| Task to carry out |
Produce a word-for-word copy of the data below.

| Material supplied |
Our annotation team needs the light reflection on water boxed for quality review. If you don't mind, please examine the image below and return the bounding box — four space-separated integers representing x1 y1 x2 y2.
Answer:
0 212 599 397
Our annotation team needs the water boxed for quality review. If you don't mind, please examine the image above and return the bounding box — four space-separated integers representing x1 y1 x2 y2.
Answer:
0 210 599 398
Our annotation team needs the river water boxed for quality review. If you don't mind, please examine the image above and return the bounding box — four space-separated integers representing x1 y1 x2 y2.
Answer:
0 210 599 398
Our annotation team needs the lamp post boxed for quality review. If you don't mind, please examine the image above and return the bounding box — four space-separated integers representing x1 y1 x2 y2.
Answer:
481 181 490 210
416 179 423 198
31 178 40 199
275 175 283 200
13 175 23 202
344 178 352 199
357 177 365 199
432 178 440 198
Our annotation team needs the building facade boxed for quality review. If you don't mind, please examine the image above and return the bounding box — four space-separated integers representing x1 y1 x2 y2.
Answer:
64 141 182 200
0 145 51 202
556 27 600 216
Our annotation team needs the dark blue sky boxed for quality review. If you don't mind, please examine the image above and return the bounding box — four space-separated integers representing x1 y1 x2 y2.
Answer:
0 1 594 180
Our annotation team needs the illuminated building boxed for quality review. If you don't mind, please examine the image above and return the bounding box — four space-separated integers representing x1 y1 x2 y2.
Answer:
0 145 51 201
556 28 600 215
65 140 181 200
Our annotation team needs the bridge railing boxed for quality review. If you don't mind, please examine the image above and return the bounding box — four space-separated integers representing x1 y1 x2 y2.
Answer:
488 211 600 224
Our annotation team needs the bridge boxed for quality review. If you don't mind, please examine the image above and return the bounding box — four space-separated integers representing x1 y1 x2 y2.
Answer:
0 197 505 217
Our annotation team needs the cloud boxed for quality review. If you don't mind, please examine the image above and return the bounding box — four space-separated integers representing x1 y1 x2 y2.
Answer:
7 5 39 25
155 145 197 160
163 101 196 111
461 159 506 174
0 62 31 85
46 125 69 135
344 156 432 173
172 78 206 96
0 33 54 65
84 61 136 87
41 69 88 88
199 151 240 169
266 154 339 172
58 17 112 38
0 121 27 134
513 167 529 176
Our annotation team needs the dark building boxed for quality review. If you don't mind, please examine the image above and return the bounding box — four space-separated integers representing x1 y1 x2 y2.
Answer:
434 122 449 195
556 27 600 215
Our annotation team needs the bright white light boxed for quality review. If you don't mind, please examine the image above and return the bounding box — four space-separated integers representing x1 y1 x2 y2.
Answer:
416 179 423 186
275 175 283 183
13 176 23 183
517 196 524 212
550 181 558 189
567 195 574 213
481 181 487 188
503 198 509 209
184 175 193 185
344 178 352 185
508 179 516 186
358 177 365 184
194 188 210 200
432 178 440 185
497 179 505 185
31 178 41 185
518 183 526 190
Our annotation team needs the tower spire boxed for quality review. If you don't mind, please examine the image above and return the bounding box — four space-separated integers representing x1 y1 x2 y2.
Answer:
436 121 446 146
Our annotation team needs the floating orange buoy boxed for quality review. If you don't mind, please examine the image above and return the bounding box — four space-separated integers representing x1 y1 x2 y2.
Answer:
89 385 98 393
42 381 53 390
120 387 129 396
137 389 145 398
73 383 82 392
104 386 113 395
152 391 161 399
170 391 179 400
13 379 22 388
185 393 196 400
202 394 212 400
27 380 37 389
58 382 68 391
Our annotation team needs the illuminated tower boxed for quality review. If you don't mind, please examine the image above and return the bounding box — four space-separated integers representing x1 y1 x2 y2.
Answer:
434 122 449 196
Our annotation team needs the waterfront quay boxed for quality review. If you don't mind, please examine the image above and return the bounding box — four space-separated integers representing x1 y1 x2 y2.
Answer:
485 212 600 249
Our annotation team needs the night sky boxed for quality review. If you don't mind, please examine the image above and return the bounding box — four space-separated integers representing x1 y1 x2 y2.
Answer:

| Answer section |
Our annotation team needs the light reflection on water boxed for quality review. If you don't mind, please examine the image below and return the bounding box — four space-separated integers representing x1 y1 x2 y2.
Answer:
0 212 599 397
Our annotation team needs the water boxed for quality review. If you don't mind, please examine the image above and return the bounding box — four space-separated integers representing x1 y1 x2 y2.
Answer:
0 210 599 398
Our annotation team needs the river water boxed for quality review. If you don't mind, please examine the image above and return the bounding box — four space-separated integers representing x1 y1 x2 y2.
Answer:
0 210 599 398
Our annotation team needs the lamp post boxed for quality review. If you don't mind, please examine the image above and return the bounding box — four space-separated integers representing x1 y1 x2 y2.
Answer:
481 181 490 210
416 179 423 198
31 178 40 199
275 175 283 200
13 175 23 202
344 178 352 199
357 177 365 199
432 178 440 198
Our annotation team needs the building facade boxed for quality review. If you don't mind, please examine the image above and return the bounding box — four space-separated integers representing x1 y1 x2 y2.
Answer:
64 141 182 200
0 145 51 202
556 27 600 216
Our annotation team needs the dark blue sky boxed for quality review. If you don't mind, please examine the image above and return the bounding box — four space-separated integers representing x1 y1 x2 y2.
Answer:
0 1 594 180
Our annotation team needs the illuminated building boxed for quality review. If you don't mind, please examine the image above and return the bounding box — four space-separated integers representing x1 y1 x2 y2.
Answer:
0 145 51 201
556 28 600 215
65 140 181 200
Our annotation team needs the bridge railing boxed for quality review. If you don't mind, please examine the image above and return the bounding box — four space-separated integers representing x1 y1 x2 y2.
Answer:
488 211 600 224
Our annotation team needs the bridge boxed for quality review. If you don't mind, please examine the image above and return the bounding box — four space-separated integers representing x1 y1 x2 y2.
Answer:
0 197 505 217
Our annotation team needs the cloud boxed for quality review. If you don't mind, please examine the image above and return the bounding box — four space-separated integers representing x1 y1 x2 y2.
Answer:
7 5 39 25
155 145 197 160
163 101 196 111
461 159 506 174
0 62 31 85
46 125 69 135
344 156 432 173
172 78 206 96
0 33 54 65
84 61 136 87
41 69 88 88
199 151 240 169
266 154 339 172
58 17 112 38
0 121 27 134
513 167 529 176
Our annotation team needs the dark building boxed for quality review. If you don't mind, please examine the image above and return the bounding box — four space-separated integers representing x1 y1 x2 y2.
Answer:
434 122 449 195
556 27 600 215
Our annotation team needs the bright white light boxed for quality review. If you don't mind, please examine the image above and return the bounding box — four space-separated integers representing x1 y1 x2 y2.
Answer:
416 179 423 186
275 175 283 183
13 176 23 183
517 196 524 212
550 181 558 189
567 195 574 213
481 181 487 188
503 198 509 209
184 175 193 185
344 178 352 185
508 179 516 186
358 177 365 184
194 188 210 200
432 178 440 185
497 179 505 185
31 178 41 185
518 183 526 190
Our annotation team needs the tower spire boxed for quality review. If you don't mind, please examine the image above and return the bounding box — four space-separated integers representing x1 y1 x2 y2.
Answer:
436 121 446 146
Our annotation team needs the floating orange buoy boxed for quality review. If you don't mind, please examine the image above and return the bounding box — four space-separated integers representing x1 y1 x2 y2.
Answer:
89 385 98 393
42 381 53 390
120 387 129 396
137 389 145 398
73 383 82 392
104 386 113 395
152 391 161 399
170 391 179 400
13 379 22 388
185 393 196 400
202 394 212 400
27 380 37 389
58 382 68 391
Our annotation team needs the illuminated tower boxed for quality review. If you don't mind, please examine the image above and return the bounding box — four space-separated integers representing x1 y1 x2 y2.
Answer:
434 122 449 196
Our annotation team needs the waterfront quay boxed for quality review. If you don't mind, please examine the image above and return the bounding box — four space-separated integers representing x1 y1 x2 y2.
Answer:
485 212 600 249
Our annotation team needs the night sky boxed for quality review. If you don't mind, please examine the image above and return the bounding box — four space-separated integers representing x1 y1 x2 y2.
Answer:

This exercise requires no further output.